1. CLIFF.
We have recently seen the sailing barge DAWN reviving a trade which was a common sight around one hundred years ago, when she loaded a stack of straw at Abbotts Hall up Salcott Creek and delivered it to St Katharines Dock in London.
Mersea Museum has an excellent image from over one hundred years ago showing the barge CLIFF loading a stack of hay on the Hard. The hay will go to London to feed the horses which were a common sight in London's streets at that time. The image comes from a glass plate in Museum member David Patient's collection.
CLIFF, built at Ipswich in 1858, probably by Bailey, is unusual among spritsail barges in having a round counter stern. She was owned in her early days by Cobbold the Ipswich brewer and when the photo was taken she was probably owned by Rawlinson of East Ham. She passed to James Edwards of West Mersea on 18th November 1907. He had a new jib topsail made for her at Gowens in February 1910 and a new mainsail in August 1910. Her end came when she foundered on the 3rd April 1911.
2. BRITANNIC.
The second image shows the fine Brightlingsea owned ketch barge BRITANNIC around 1911 on the Hard with a freight of coal for Munson Cooke who had a yard nearby. Ahead of her is the smack UNITY.
The gin wheel is rigged aloft and a rope passed through to e ble labourers to heave out the cargo in skips and shoot it into the large metal shoot rigged over the side, into waiting carts.
BRITANNIC was built at Southtown, Suffolk in 1891 by J.H. Fellows & Co and was employed mainly in bringing coal south from North Country ports, although in 1905 she was bringing 170 ton loads of broken granite into Heybridge Basin under Capt F. Angier. He was probably also her owner at that time. Her end came when a German U-boat placed a bomb on board on December 13th 1917, 12 miles NNW of Hanois, France and blew her to pieces.
3. RUSSELL, with GOLDEN FLEECE ahead of her.

* **Your tasks**:
**A.** Rewrite the paragraph of the text on Mersea Museum's barge photographs that begins "CLIFF, built at Ipswich in 1858" as a brief list that keeps its main facts.
**B.** In one to three sentences, explain why the barge CLIFF was loading a stack of hay on the Hard, according to the text on Mersea Museum's barge photographs.
**C.** Continue the text on Mersea Museum's barge photographs, picking up after its final heading, "3. RUSSELL, with GOLDEN FLEECE ahead of her."

* **Extracted entries**:
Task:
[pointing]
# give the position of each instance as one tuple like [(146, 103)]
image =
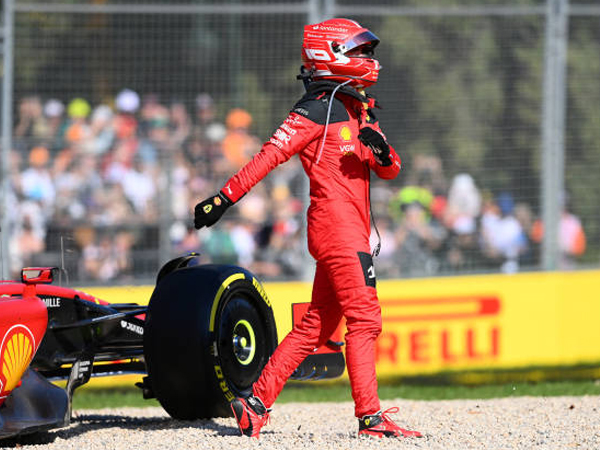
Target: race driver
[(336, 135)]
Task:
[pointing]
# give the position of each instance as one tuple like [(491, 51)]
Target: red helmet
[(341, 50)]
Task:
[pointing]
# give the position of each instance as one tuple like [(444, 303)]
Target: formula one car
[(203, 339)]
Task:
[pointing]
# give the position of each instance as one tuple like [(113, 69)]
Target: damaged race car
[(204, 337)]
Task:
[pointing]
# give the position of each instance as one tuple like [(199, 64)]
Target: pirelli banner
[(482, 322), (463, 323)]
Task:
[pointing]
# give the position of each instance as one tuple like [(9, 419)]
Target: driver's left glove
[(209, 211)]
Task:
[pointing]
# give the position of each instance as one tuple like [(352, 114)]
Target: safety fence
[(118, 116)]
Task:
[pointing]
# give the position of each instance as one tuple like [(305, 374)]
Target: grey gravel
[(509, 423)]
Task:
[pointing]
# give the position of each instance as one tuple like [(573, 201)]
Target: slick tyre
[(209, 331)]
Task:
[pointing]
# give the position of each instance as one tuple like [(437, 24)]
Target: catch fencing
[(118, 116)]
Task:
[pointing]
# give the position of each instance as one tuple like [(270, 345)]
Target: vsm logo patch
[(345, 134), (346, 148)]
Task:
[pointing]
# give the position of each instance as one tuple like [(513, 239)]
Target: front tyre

* **Results in order**:
**A.**
- Built at Ipswich in 1858, probably by Bailey
- Unusual among spritsail barges in having a round counter stern
- Owned early on by Cobbold, the Ipswich brewer, and probably by Rawlinson of East Ham when the photo was taken
- Passed to James Edwards of West Mersea on 18th November 1907
- Given a new jib topsail from Gowens in February 1910 and a new mainsail in August 1910
- Foundered on 3rd April 1911

**B.** The hay was going to London to feed the horses, which were a common sight in London's streets at that time.

**C.**
4. GOLDEN FLEECE (centre).
Images 3 and 4 come from around 1926 when local builder Clifford White was building 12 council houses in Barfield Road. Most of the materials were arriving on the hard by sailing barge. Image 3 shows men lifting bricks three at a time from the hold of RUSSELL and throwing them to Tim Mole in the horse drawn cart.
RUSSELL was owned by Smeed Dean & Co who also made the yellow stock bricks at their extensive works at Murston, Kent. The load would be of about 38,000 bricks which would be enough to build a pair of houses. Image 4 taken a little later shows the incoming tide had put a stop to the unloading work for a time. A cart and two lorries are heading off to the building site but pause a while for the camera. All are loaded with timber off loaded from the Brightlingsea owned barge GOLDEN FLEECE in the centre of the picture. The cart driven by Fred Cook also has Horace Mole, 'Tiddler' Mole and Kenny Bacon on board. The Karrier lorries are of interest as they are ex. Army vehicles returned from France after World War I. The one in the centre of the picture belongs to Clifford White and is driven by Jack Heard with Tom Cudmore as mate. The other belongs to The Primrose Bus Company and is being driven by Herbert Green with Rupert Green as mate. Herbert claimed to have been driving lorries in France when only sixteen having boosted his age to join up. He was later a Primrose bus driver and then a driver and inspector at the Chelmsford depot of the Eastern National bus Co.
He was still driving (cars) until shortly before his death at around 90 years old. Rupert also became an inspector - in the Essex Police. Although both were my uncles and Mersea natives they were not related.
The third barge in the picture has brought in a cargo of cement which would have been in 2cwt hessian sacks. Nowadays 1 cwt sacks are said to be too heavy for a man to lift and cement comes in 25kilo (approx half cwt) bags.
Clifford White was still importing timber up to the outbreak of World War 2. There was none after that but some barges brought in sea walling stone to The Strood Quay in 1946.
All images are in Mersea Museum, nos. 2, 3, 4 are from my postcard collection.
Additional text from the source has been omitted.